- _Given exercise_: Please rewrite only the lines of the listing below from the line with "Where can you find the red" to the line with "pixel 366 62", both included, as a JSON list of strings with one string per line and no blank lines.

- _Dataset rows_:
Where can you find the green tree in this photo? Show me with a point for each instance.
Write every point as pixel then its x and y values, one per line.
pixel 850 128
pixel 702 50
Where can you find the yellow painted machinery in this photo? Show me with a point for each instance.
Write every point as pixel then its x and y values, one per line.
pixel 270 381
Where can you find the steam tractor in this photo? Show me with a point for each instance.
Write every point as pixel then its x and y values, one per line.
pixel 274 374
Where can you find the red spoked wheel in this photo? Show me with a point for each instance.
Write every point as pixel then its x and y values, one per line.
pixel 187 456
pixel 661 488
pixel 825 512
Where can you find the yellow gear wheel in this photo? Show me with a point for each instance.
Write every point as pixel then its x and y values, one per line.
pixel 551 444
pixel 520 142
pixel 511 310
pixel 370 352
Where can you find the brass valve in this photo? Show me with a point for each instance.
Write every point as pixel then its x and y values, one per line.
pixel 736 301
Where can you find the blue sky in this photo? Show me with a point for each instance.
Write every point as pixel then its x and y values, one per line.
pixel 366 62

---

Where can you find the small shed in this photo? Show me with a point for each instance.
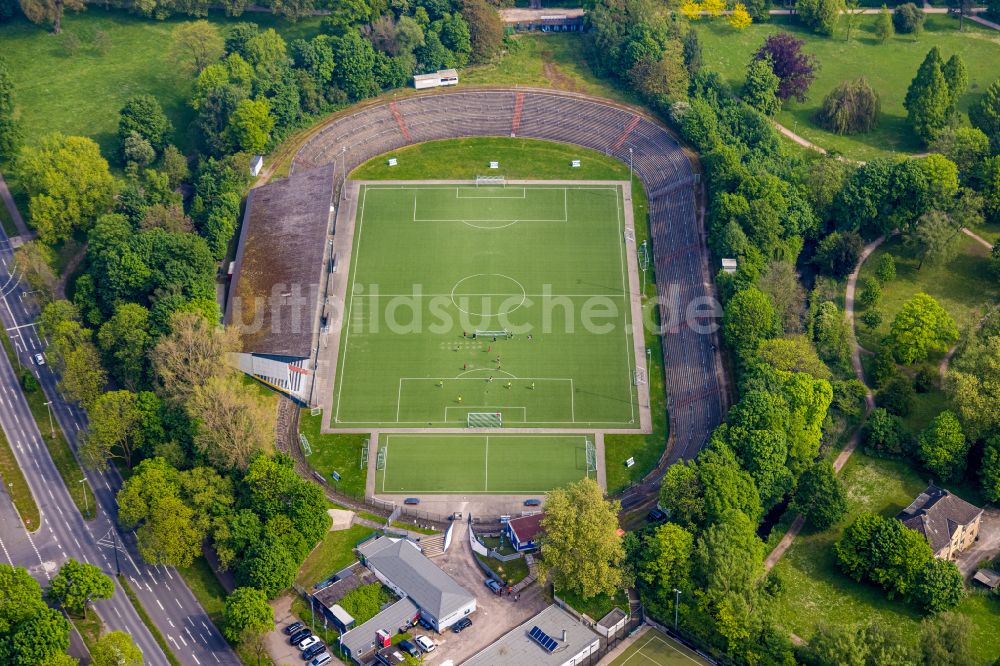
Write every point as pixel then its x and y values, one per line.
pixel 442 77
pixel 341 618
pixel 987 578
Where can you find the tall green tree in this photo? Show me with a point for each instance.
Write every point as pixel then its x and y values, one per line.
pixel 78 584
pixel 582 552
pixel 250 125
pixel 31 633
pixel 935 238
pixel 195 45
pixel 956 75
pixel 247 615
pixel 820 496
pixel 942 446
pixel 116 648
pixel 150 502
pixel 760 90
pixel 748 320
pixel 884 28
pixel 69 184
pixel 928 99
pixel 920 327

- _Final result_:
[
  "Where can you find the red spoked wheel in this photo? Show me with a point for each instance.",
  "Write every point as pixel then its x and y values, one per line.",
  "pixel 187 456",
  "pixel 661 488",
  "pixel 825 512",
  "Where can you find the yellow gear wheel in this photo? Show me with a point for each instance.",
  "Write every point as pixel then its x and y values, one per line.",
  "pixel 551 444",
  "pixel 520 142",
  "pixel 511 310",
  "pixel 370 352",
  "Where can you find the brass valve in this photo? Show me with a point for each instance.",
  "Write every point as pixel then its x and y values, one per line.",
  "pixel 736 301",
  "Where can you find the blue sky in this photo? Show me with a point for each instance.",
  "Write every point as pixel then its x and y values, one per line.",
  "pixel 366 62"
]